> _EXERCISE INPUT_:
────────────────────
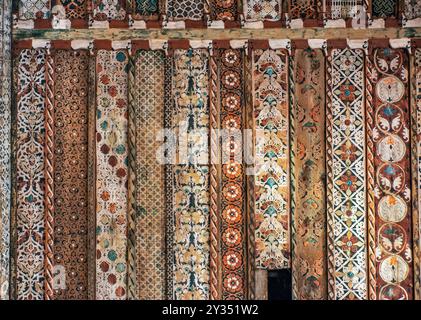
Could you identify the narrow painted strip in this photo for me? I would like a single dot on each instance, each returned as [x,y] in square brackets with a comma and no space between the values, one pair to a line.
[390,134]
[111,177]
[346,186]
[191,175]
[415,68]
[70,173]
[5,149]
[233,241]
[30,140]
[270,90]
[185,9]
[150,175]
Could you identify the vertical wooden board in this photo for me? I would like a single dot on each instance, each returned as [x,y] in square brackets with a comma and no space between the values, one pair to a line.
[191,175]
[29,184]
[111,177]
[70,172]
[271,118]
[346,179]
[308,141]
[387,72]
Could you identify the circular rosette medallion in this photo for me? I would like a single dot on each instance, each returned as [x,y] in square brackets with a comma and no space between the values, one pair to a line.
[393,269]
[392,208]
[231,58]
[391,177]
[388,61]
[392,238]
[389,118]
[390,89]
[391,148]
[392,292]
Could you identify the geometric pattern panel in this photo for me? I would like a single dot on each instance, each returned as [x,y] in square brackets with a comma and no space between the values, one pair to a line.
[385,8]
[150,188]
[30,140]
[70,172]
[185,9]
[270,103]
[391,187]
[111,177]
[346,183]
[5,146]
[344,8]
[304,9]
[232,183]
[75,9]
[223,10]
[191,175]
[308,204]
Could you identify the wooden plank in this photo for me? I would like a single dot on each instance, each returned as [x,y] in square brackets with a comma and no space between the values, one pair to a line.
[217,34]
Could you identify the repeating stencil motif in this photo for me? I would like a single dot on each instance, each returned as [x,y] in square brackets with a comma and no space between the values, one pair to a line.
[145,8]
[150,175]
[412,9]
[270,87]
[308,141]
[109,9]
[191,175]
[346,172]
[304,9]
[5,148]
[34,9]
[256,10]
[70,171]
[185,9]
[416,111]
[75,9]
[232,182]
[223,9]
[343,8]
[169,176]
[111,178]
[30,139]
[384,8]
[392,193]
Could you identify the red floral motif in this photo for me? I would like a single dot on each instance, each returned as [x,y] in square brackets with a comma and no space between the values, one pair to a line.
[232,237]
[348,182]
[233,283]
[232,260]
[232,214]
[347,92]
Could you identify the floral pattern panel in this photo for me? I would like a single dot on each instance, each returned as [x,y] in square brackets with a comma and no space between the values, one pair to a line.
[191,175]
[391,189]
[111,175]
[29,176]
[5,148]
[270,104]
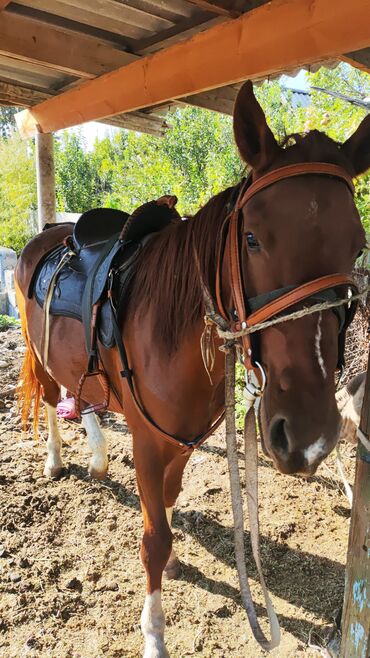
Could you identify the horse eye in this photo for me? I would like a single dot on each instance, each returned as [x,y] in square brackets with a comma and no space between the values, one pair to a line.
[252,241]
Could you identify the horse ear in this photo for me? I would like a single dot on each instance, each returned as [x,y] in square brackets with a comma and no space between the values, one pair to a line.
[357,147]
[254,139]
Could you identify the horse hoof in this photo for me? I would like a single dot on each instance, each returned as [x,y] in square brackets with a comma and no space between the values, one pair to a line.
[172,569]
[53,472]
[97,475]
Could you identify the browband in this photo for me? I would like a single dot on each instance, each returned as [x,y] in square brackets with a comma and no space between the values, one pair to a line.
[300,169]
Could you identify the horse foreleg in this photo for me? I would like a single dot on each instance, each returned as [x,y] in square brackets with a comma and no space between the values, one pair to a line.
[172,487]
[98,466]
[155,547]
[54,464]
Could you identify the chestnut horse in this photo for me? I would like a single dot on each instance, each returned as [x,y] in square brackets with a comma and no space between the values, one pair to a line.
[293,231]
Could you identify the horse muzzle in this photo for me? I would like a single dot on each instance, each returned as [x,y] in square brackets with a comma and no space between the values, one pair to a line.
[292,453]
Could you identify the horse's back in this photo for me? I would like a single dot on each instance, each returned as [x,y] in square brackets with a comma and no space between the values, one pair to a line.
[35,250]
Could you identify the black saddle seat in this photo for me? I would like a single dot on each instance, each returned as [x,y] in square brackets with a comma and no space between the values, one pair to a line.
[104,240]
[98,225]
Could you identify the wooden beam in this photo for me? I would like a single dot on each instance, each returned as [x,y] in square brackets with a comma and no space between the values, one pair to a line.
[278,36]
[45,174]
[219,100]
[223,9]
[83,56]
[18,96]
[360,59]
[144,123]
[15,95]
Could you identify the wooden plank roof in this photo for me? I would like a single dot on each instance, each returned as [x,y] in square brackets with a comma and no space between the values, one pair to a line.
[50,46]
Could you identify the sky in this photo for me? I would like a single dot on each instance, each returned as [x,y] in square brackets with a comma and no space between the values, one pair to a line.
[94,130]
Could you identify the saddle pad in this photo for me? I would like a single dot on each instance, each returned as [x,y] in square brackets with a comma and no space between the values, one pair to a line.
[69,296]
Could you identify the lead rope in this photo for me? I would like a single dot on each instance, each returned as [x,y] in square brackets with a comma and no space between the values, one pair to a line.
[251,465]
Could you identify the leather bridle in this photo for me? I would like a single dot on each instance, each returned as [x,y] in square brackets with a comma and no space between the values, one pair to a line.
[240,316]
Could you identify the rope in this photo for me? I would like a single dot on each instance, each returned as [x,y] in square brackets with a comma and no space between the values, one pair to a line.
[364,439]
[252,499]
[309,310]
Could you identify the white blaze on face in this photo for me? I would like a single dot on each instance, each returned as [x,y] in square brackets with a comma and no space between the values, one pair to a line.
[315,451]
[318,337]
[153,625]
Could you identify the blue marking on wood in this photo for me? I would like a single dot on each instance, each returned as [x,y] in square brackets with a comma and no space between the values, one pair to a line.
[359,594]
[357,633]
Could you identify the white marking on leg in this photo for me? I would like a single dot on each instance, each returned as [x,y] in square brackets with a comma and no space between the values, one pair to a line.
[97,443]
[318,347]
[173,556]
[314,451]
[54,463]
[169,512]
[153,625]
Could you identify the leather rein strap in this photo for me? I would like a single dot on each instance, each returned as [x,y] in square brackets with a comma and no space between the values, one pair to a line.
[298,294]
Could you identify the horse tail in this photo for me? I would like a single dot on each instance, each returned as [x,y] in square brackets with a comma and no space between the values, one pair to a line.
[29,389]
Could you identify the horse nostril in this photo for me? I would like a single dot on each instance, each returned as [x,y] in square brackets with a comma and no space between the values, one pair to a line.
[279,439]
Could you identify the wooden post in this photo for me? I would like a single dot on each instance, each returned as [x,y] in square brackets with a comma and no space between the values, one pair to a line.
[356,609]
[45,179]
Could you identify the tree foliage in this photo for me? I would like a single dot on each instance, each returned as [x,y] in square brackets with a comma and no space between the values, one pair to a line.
────────────────────
> _PROBLEM STATEMENT_: Only the last part of the entries above is needed: please copy the line with "Could you identify the white marking" and each line after it exactly.

> _ANSWER BOX_:
Could you identify the white marking on leg in this photo for me? I would like a single dot on each instance, each returned as [x,y] in square brackets with a comma and no space between the values, one pair to a line.
[97,443]
[318,347]
[173,556]
[314,451]
[54,463]
[169,512]
[153,625]
Could you identify the leather rein strap in this photo for me? I would like a single dot on each instance, each returned as [x,y] in square brackets with a comma and no space between the values, one pair to a line.
[298,294]
Could you identify the horse tail in this photo for me? I would like a single dot on each instance, each returned as [x,y] in square brackets with a comma and no space between the values, one pair to a line.
[29,389]
Could you identify the horse nostril in this photo for me? I would like a single dot on each instance, each returned as [x,y] in square brackets with a comma and no space between the values, one pair to a line.
[279,439]
Could you identify the wooden post in this photo for me? I would like a single dot on each instance, each returned as [x,y] in square brackets with a comma and no space between the values, one pair to a line.
[356,609]
[45,179]
Could you identify the tree foliage in this photo for me? I would like a single dot on each instance, each returned as [x,y] in square brackets with a comma and no space between the values, one pair to a line.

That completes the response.